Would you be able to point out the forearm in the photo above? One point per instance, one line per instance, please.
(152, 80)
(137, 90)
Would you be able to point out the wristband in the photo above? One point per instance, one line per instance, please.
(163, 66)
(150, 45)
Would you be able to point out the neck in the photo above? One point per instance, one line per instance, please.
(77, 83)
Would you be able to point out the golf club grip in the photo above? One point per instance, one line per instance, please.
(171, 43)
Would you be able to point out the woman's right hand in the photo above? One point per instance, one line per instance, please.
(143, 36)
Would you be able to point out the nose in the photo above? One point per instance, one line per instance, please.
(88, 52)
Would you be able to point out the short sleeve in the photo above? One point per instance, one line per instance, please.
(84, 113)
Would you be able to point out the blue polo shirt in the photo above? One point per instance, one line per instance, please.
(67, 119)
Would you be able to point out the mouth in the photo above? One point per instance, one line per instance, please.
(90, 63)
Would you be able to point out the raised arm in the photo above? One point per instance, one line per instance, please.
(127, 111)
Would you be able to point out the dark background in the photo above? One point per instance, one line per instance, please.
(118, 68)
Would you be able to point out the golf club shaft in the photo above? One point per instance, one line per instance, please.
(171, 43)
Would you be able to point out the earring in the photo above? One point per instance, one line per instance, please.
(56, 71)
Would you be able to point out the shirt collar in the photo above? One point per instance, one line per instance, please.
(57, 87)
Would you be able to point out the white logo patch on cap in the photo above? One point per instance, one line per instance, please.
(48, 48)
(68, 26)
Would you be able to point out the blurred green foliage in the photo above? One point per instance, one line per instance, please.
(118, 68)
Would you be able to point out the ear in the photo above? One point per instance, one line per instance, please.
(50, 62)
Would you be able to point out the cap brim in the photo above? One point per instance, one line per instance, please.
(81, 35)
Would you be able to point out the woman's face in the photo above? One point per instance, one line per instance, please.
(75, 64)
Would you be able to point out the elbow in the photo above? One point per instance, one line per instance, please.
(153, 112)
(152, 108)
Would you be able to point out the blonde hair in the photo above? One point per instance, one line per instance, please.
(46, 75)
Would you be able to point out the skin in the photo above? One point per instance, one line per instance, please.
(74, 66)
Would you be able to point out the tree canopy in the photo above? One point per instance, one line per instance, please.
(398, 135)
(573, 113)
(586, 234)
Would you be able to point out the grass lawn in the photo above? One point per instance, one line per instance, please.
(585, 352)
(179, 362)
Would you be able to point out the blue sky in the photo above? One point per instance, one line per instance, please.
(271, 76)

TASK DIRECTIONS: Could you format the data from the line with "Would you be able to point out the skin" through the end of the data as a two-column CSV with the headers text and answer? Give one row for each line of text, paired with the coordinate lines beneath it, with both fields quoted and line breaks replaced by spaces.

OUTPUT BELOW:
text,answer
"Would you be able to point out the skin in the photo above? One point per instance, one line per instance, please.","(74, 66)"
"Would you be able to point out the tree canopy in the photo above? One point per instance, one line per instance, please.","(398, 135) (573, 113) (586, 234)"
"Would you be able to point out the grass lawn in the photo above? One point per instance, one line per instance, please.","(585, 352) (179, 362)"
"Would you be able to point out the blue sky in the photo above? One point per instance, one line per instance, please.","(271, 76)"